TEXT PROVIDED:
• • • • •

You know the moments. People spontaneously remark about their impressions of you, speaking words that are so thoroughly different from past comments you've heard. You find it amusing. The evidence of the newness feels wild & free. You breathe and live the change.

You embody your new strength.


I: Weak

"Okay, now everyone lift on 3, ready? 1 - 2 - 3."


Minutes earlier, when my sister said she wanted to rearrange her room, I'd darted down the hall to assist. "I can do this! I can help!" I'd chirped. "Where are we moving your bed to?"


Now, everyone was at the ready around the stocky wooden bedframe. On "3," I watched as their side lifted off. My forearms shook as if the earth was quaking; my end would not be moved by my tremors.


"No, Bekah, you can't do this. You're too weak. Daddy, let's just you and me do it."


My dad's pregnant pause expanded in the room, leaving no air for me to breathe."Bekah Beks, go ahead and play in your room, okay?" The warm wash of shame cloaked me, the weak one.


Without contention, I left. Minutes later, I heard him: "Wow! Very strong. You're amazing. Oh my goodness."


With no foiling evidence, nor counter-faith to inspire, the belief rooted in me, playing on repeat inside me for almost two decades and bolstered by my scoliosis diagnosis: I am weak.


 
II. Strong

Twenty-four years have transpired since that day. Now, rewriting the story's events, I can't blame my father. He was concerned for my safety and tired of managing sister-on-sister attacks. And my sister was simply reporting the evidence: today, you're body can't do this task. Tough.


I live different evidence today.


Just this morning, two grown adults stepped into my apartment to move a table down to their truck. And as we lifted, heaved, crouched and shoved, they said over and over, "Wow. You're so strong!"


When I go through difficult and shifting circumstances without losing my cool, others comment, "Whew! You're one of the most resilient people I know."

• • • • •

Data records:
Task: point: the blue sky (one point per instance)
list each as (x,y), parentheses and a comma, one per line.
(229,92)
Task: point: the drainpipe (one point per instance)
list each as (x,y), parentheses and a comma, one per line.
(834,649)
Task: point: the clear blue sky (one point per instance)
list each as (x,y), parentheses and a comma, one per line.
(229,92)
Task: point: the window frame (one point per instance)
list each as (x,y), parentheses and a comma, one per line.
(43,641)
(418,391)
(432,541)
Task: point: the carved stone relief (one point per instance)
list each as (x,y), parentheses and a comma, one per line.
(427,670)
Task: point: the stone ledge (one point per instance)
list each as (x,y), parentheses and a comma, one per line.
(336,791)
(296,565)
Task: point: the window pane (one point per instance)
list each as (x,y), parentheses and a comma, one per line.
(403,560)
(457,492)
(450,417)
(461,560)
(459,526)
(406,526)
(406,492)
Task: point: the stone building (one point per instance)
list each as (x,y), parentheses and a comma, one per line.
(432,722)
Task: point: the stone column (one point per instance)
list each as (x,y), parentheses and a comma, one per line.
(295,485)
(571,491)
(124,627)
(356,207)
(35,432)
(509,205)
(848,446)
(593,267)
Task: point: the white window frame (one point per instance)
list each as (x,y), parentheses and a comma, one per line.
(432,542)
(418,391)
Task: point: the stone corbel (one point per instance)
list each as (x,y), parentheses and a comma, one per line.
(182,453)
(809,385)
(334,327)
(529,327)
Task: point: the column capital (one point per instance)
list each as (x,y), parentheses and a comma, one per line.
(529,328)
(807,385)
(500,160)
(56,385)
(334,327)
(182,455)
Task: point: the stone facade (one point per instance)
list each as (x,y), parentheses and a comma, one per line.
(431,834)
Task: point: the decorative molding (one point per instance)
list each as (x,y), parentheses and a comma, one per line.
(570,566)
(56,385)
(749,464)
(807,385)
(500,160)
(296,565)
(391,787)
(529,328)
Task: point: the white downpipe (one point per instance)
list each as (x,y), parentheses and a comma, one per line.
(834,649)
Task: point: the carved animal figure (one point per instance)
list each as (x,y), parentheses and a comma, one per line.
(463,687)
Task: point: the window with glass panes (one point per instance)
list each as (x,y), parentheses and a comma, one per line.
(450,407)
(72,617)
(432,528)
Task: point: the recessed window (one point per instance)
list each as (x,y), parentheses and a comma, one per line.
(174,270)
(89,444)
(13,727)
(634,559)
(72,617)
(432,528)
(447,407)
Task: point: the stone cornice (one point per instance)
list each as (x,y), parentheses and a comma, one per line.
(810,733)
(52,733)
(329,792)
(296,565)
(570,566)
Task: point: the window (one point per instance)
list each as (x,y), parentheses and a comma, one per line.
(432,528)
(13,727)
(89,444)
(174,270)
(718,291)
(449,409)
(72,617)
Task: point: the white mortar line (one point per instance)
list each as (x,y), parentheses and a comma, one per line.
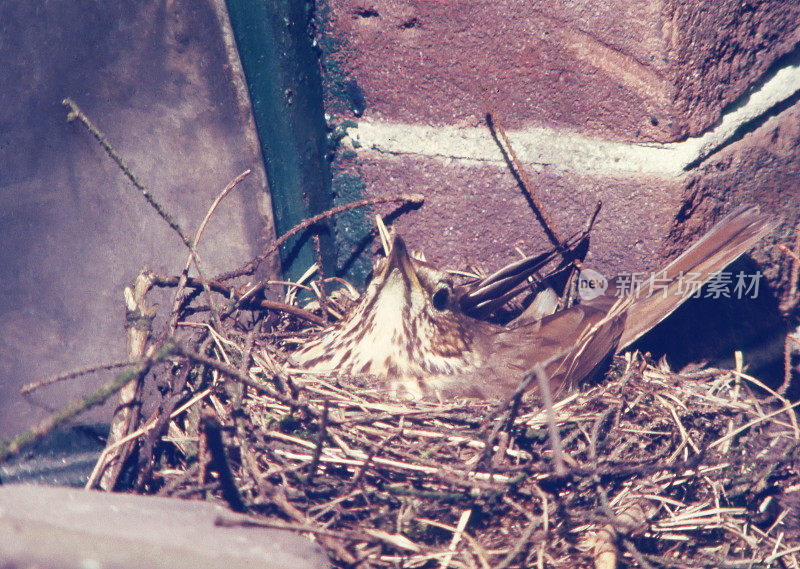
(567,151)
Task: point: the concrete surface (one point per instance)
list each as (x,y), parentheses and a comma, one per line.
(160,80)
(63,528)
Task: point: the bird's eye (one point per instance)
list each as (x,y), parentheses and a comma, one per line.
(441,298)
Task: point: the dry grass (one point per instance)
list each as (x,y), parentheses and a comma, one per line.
(662,469)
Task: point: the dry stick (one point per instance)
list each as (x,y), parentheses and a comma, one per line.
(219,462)
(795,274)
(36,385)
(519,545)
(323,299)
(179,293)
(547,221)
(14,445)
(76,113)
(321,436)
(230,291)
(250,267)
(137,335)
(234,372)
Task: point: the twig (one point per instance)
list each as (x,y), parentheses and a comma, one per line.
(519,545)
(323,297)
(179,293)
(36,385)
(251,266)
(321,436)
(12,446)
(547,222)
(76,113)
(219,462)
(230,291)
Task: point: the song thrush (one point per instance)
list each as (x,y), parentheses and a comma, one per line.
(409,331)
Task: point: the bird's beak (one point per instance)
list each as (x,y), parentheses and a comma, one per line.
(400,259)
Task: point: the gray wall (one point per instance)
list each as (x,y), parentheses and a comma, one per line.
(157,77)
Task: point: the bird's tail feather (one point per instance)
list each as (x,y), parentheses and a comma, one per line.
(665,291)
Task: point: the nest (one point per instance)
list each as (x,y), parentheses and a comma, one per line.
(645,468)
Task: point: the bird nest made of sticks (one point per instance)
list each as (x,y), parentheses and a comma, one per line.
(644,468)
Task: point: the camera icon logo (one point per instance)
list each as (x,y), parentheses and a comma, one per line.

• • • • •

In the personal essay about weakness and strength, what diagnosis bolstered the belief "I am weak"? The records aren't needed for the task.

A scoliosis diagnosis.